---------- EXERCISE INPUT ----------
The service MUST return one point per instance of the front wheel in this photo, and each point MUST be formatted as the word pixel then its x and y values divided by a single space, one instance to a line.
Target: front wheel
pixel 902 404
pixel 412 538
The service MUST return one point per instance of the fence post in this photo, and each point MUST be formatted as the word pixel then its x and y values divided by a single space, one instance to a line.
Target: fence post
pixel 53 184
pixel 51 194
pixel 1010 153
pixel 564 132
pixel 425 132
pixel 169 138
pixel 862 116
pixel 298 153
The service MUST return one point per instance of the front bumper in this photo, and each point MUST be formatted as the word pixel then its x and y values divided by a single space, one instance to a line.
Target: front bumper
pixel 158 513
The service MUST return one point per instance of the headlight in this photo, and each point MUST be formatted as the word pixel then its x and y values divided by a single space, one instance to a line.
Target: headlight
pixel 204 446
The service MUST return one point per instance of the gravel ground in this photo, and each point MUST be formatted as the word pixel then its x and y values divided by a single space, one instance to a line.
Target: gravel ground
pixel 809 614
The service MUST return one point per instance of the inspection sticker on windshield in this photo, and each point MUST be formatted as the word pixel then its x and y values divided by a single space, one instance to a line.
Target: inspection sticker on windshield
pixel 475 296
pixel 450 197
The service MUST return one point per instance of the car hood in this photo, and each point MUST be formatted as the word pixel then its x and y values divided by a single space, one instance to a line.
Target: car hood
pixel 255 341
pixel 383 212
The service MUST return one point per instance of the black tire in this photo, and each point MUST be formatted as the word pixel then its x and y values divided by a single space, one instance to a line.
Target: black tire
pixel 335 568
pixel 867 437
----------
■ DO THIS:
Please return every line of the entries above, unchanged and in the same order.

■ RESULT OF THIS TASK:
The service MUST return one point per instance of the front wheel in this photo, and each point MUST be formatted as the word pixel then its x and y values divided by a single space, one instance to a line.
Target: front wheel
pixel 902 404
pixel 412 538
The service MUST return one point per instance of the fence post in this photo, and each point MUST be formatted as the word pixel then its x and y values divided by a single space, one instance to a line.
Target: fence post
pixel 53 184
pixel 51 194
pixel 1010 153
pixel 564 132
pixel 425 132
pixel 169 138
pixel 862 116
pixel 298 153
The service MUST return one point per instance of the front bumper in this photo, and each point MUST be formatted as the word pixel then its x and y values divided by a single space, one instance to a line.
Target: front bumper
pixel 158 513
The service MUST return one point per instance of the headlight in this photo, and each point MUST be formatted as the word pixel then its x and y values divided by a single space, one instance to a line.
Target: headlight
pixel 204 446
The service MUST return one point per instance of the gravel ground in this photo, and each point MUST be formatted as the word pixel then its x and y values divided by a single space, one instance to a line.
Target: gravel ground
pixel 809 614
The service MUST return one point per instance of the inspection sticker on windshield in this photo, and each point MUST be formatted as the word pixel then its x and y values divided by a single space, one instance to a line.
Target: inspection sticker on windshield
pixel 475 296
pixel 450 197
The service MUST return one point per instance of the car hood in this photo, and each point MUST be formatted as the word pixel then its x and y values divided by a single space, one instance to a line.
Target: car hood
pixel 255 341
pixel 383 212
The service MUST return one point per instance of the black tire in this photo, and each point MUST be formatted as the word pixel then its x and y values divided by a single space, one instance to a line.
Target: black tire
pixel 335 568
pixel 867 437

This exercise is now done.